** EXERCISE **
Quote the cf-python teaching notebook word for word, starting at the words "print(double_minus_ten_monthly_field.data)" and stopping after "round_monthly_field = monthly_field.round()".
# START OF TEXT BLOCK
# T5. Analysing data: applying operations and plotting trends

## Teaching Notebook 5 (of 6) for *Intro to the NCAS CF Data Tools, cf-python and cf-plot*

**In this section we demonstrate how to do some data analysis including performing arithmetic and statistical calculations on the data, showing how cf-python's CF Conventions metadata awareness means that the metadata is automatically updated to account for the operations that are performed.**

***

## Setting up

**In this short prelude we set up this Notebook, import the libraries and check the data we will work with, ready to use the libraries and the data (exactly as per the first Notebook setup but in one cell only for quick execution).**

In [None]:
# Set up for inline plots - only needed inside a Notebook environment - and to ignore some repeating warnings
%matplotlib inline

import warnings
warnings.filterwarnings("ignore")

# Import the two CF Data Tools libraries and inspect the versions
import cfplot as cfp
import cf
print("--- Version report: ---")
print("cf-python version is:", cf.__version__)
print("cf-plot version is:", cfp.__version__)
print("CF Conventions version is:", cf.CF())

# See what datasets we have to explore within the data directory we use throughout this course
print("--- Datasets available from the path '../ncas_data': ---")
# Note that in a Jupyter Notebook, '!' precedes a shell command - so this is a command, not Python
!ls ../ncas_data

***

***

## 5. Analysing data: applying mathematical and statistical operations and plotting trends

As well as the statistics you can calculate and explore from collapsing fields in section (3c), you can ...

### a) Applying mathematics e.g. arithmetic and trigonometry on fields

We will use another dataset to demonstrate this, to remind of the `read` function and fieldlist unpacking from section one:

In [None]:
monthly_field = cf.read("../ncas_data/IPSL-CM5A-LR_r1i1p1_tas_n96_rcp45_mnth.nc")[0]
print(monthly_field)
print(monthly_field.data)

You can perform arithmetical operations on fields using the usual operators, e.g. let's multiply the field's underlying data by 2 and subtract 10 from it to illustrate:

In [None]:
double_minus_ten_monthly_field = 2 * monthly_field - 10
print(double_minus_ten_monthly_field)
print(double_minus_ten_monthly_field.data)

You can apply mathematical operations too via various available methods. Let's try some rounding and trigonometry as an illustration:

In [None]:
round_monthly_field = monthly_field.round()
print(round_monthly_field.data)

In [None]:
cosine_monthly_field = monthly_field.cos()
print(cosine_monthly_field.data)

Note the units change appropriately with some operations, again showcasing cf-python's metadata awareness.

### b) Line plotting

Often we want to pick out statistical trends from a subspace of the data. cf-python has season-selecting and season-collapsing methods to help you determine information on a per-season basis (as well as month-selecting methods to do the same for specific months, though we don't try any of those here).

Firstly, let's show a line plot of our data averaged across the whole spatial area, so we can see the overall pattern. You can produce a line plot with cf-plot using the `lineplot` function, where the argument should be a field with a 1D series (ignoring any 1D axes such as latitude and longitude in our case which after the collapse become 1D):

In [None]:
spatial_mean_monthly_field = monthly_field.collapse("area: mean")
# END OF TEXT BLOCK
# START OF SUPPLIED MATERIAL
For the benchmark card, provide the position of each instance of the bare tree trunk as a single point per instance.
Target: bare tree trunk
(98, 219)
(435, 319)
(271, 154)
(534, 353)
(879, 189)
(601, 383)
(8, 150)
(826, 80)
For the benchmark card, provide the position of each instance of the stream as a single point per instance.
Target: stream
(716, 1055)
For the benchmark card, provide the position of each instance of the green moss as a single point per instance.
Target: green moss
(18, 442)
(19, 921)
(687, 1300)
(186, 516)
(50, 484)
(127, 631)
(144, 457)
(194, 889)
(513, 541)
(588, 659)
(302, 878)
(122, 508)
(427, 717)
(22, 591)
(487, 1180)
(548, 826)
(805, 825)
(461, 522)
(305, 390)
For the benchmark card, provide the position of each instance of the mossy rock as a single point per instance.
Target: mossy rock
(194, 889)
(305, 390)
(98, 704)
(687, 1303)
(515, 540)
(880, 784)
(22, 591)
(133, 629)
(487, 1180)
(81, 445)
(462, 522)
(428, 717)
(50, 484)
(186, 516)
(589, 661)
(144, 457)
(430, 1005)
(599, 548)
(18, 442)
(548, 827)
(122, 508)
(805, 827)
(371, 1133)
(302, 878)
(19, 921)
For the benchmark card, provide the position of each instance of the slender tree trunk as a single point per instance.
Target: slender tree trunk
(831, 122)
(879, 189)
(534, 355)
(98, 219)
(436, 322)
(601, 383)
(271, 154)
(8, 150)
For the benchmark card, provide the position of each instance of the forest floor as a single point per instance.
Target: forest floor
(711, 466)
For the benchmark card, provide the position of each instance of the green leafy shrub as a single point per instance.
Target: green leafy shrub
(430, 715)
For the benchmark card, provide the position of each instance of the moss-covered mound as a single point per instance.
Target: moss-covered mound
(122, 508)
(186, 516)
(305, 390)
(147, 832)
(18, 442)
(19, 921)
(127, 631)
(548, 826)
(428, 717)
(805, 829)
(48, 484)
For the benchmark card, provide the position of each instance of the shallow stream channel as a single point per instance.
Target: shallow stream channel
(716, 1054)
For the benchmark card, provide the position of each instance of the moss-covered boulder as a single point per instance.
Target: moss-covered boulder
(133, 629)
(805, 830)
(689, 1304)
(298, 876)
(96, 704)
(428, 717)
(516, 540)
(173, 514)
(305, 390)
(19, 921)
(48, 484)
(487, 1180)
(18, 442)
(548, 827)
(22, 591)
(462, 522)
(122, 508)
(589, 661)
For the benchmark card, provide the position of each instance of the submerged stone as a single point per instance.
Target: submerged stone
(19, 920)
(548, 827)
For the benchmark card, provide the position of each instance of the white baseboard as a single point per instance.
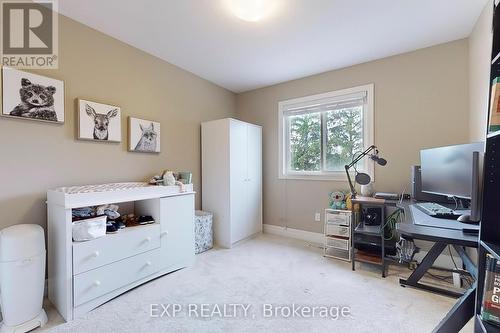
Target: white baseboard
(312, 237)
(443, 260)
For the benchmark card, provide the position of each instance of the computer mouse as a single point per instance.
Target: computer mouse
(464, 219)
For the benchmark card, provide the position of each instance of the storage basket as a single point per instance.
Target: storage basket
(203, 231)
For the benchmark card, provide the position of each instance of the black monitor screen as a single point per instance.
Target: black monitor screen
(448, 170)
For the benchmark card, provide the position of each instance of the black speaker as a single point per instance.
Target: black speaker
(372, 215)
(416, 188)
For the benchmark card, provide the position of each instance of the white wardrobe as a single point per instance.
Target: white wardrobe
(232, 178)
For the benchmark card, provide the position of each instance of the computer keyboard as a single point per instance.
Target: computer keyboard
(436, 210)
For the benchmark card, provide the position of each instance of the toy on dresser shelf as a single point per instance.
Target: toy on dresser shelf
(337, 200)
(170, 178)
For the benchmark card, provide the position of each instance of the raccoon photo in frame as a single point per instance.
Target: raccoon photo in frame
(99, 122)
(144, 135)
(31, 96)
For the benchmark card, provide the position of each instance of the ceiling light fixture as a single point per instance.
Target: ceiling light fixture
(252, 10)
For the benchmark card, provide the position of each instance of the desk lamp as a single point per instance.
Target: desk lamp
(362, 178)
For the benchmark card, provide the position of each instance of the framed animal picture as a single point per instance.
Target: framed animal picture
(31, 96)
(99, 122)
(143, 135)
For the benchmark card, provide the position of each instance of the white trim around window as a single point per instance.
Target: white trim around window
(321, 101)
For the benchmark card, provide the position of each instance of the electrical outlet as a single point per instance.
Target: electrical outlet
(317, 217)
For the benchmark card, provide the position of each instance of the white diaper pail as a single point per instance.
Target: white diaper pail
(22, 278)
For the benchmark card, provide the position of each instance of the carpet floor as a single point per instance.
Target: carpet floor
(262, 274)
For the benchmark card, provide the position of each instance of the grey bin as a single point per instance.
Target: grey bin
(203, 233)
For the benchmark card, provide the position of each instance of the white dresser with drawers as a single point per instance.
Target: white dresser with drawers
(84, 275)
(338, 234)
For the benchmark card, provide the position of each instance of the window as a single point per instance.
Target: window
(320, 134)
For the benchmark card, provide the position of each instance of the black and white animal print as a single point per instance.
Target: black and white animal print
(148, 139)
(101, 122)
(37, 101)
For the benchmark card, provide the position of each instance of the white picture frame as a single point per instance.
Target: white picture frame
(143, 135)
(99, 122)
(30, 96)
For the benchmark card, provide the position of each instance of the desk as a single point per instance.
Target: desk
(463, 310)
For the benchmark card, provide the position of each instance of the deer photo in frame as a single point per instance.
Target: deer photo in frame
(99, 122)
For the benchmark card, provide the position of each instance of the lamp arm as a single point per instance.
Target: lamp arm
(350, 165)
(353, 190)
(360, 156)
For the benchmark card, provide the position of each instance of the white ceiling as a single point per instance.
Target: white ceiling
(304, 37)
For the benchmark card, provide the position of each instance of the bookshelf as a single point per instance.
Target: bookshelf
(489, 234)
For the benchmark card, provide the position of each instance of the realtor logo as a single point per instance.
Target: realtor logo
(29, 34)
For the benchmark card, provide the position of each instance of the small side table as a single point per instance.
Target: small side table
(373, 235)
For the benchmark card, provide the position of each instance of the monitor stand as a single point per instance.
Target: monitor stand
(465, 218)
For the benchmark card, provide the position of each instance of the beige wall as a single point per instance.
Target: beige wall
(37, 156)
(421, 100)
(480, 42)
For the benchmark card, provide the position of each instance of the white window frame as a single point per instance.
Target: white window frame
(368, 134)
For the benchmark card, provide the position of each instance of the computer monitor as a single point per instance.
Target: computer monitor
(454, 171)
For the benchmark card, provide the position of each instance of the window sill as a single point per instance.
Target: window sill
(335, 178)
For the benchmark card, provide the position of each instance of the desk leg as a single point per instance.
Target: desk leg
(469, 265)
(426, 263)
(459, 315)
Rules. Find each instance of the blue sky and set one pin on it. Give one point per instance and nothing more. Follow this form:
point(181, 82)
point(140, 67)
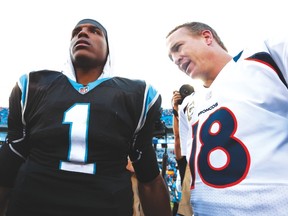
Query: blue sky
point(35, 34)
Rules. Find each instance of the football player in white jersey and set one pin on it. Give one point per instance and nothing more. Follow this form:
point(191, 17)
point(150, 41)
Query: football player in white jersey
point(238, 156)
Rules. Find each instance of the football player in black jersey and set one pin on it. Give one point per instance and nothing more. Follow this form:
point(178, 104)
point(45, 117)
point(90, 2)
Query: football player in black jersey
point(71, 132)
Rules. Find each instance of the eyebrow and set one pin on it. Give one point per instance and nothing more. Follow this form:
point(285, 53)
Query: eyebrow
point(173, 49)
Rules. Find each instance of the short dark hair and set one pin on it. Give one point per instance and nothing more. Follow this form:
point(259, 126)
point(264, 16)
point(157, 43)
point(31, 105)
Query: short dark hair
point(196, 28)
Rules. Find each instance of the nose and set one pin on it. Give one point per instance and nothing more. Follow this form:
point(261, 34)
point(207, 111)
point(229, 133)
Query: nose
point(83, 32)
point(177, 60)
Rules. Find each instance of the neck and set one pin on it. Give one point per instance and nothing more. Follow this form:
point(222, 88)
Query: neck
point(86, 76)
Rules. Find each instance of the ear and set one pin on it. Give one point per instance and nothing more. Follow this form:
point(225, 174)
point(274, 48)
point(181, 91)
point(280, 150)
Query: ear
point(207, 35)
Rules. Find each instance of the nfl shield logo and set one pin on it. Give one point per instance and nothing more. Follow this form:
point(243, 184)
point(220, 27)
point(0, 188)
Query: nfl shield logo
point(84, 90)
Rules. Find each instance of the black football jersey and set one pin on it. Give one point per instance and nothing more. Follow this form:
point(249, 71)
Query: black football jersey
point(74, 141)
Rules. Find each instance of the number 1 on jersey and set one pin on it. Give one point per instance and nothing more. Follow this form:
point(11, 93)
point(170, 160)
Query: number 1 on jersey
point(78, 119)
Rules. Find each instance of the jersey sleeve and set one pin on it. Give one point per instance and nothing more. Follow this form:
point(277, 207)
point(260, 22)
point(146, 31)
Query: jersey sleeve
point(278, 48)
point(143, 155)
point(14, 152)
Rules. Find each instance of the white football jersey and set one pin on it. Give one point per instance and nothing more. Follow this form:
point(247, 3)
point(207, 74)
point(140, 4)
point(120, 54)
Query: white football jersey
point(239, 151)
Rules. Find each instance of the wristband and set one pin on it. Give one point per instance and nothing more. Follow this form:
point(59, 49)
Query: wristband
point(175, 112)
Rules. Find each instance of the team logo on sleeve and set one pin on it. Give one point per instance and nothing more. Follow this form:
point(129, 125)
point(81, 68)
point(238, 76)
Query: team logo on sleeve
point(84, 90)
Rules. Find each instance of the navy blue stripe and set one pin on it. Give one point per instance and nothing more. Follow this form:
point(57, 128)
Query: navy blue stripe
point(266, 58)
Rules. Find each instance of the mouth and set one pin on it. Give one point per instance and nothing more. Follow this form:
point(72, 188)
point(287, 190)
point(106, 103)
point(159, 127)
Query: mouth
point(81, 42)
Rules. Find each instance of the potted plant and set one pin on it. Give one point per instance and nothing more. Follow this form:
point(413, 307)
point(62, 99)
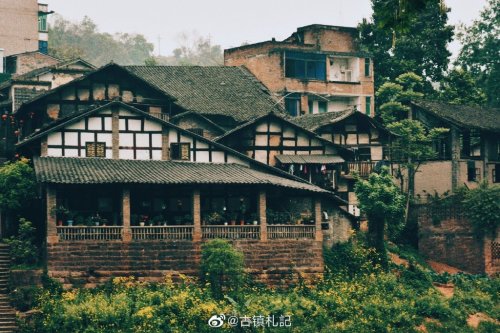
# END OF SUPPLIED MATERIAL
** ANSWER BELOW **
print(double_minus_ten_monthly_field.data)

You can apply mathematical operations too via various available methods. Let's try some rounding and trigonometry as an illustration:

In [None]:
round_monthly_field = monthly_field.round()